Goals:
(1) In the discussion of pragmatism below, why does the writer say that, in many contexts, the number of incompatible options is very limited? Answer in one to three sentences.
(2) According to the discussion of pragmatism below, what is nihilism the flip side of?
(3) From the discussion of pragmatism below, reproduce the passage that begins at the words "An excellent point." and stops after "toward what end?", substituting "open" for "empirical".

Extract provided:
──────────
If I recall, addressing this was part of James' Pragmatism already. Take for example determinism vs. free will (which IIRC was an example James focused on) - they're clearly incompatible, but that incompatibility can't "manifest" appropriately so in some sense it's not compelling. A pluralist-but-not-nihilist may then take the stance that while there are incompatible but equally acceptable accounts of some subject matter, there are no equally acceptable accounts which are pragmatically incompatible. But it's been a long time since I read the book, so I could be misremembering wildly.
An excellent point. But that there are "no equally acceptable accounts which are pragmatically incompatible." is an empirical question. And pragmatism begs the question "works for what," or toward what end?
First, there is a long way from having more than one "definite code" to anything goes, especially if the codes are designed to serve different purposes. Second, just because more than one will do, even for the same purpose, does not mean that any one will do, or that all will do equally well. The lesson of pragmatism is that "the truth" is always dependent on which end it is for, and whose, but in many contexts the ends and standards are widely shared, and the number of incompatible options that pass the shared tests of coherence, plausibility, unification, parsimony, etc., is very limited.
As always, @Conifold, your analysis is literally impeccable. However, you have surely have noted over the years of commenting upon the many queries that I've posted in this "vein," that my concern is not pedantic, but how the cultural ethos, folk epistemology, the ideal of democracy itself, is to accommodate the evolution/conclusions of late 20th C academic epistemology. Have another look at that brilliant article you recommended to me surveying various justifications of the "slippery slope" notion. What happens if radical skepticism becomes the norm outside of academia?
Nihilism is the flip side of absolutism. Either we carve the nature at its joints or anything goes, either God himself lays down morality or anything is permitted. It is the rigid all or nothing traditional ideology, that Dostoevsky's quote perfectly embodies, that brought about the existential panic and the farce of post-truth. In the wake of its inevitable collapse. I see pragmatism not as an ill but as a cure, a shot of rational humility and moderation to face off the extremes. If indeed the public absorbed absolutism and post-truth from academics if only we got it to absorb the pragmatism.
──────────
Source excerpt:
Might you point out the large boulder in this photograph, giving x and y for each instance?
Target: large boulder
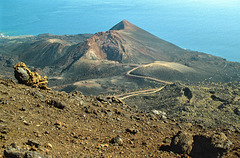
──────────
Task-by-task answers:
(1) In many contexts, the ends and standards are widely shared. Only a few incompatible options pass the shared tests of coherence, plausibility, unification, and parsimony.

(2) Nihilism is the flip side of absolutism.

(3)
An excellent point. But that there are "no equally acceptable accounts which are pragmatically incompatible." is an open question. And pragmatism begs the question "works for what," or toward what end?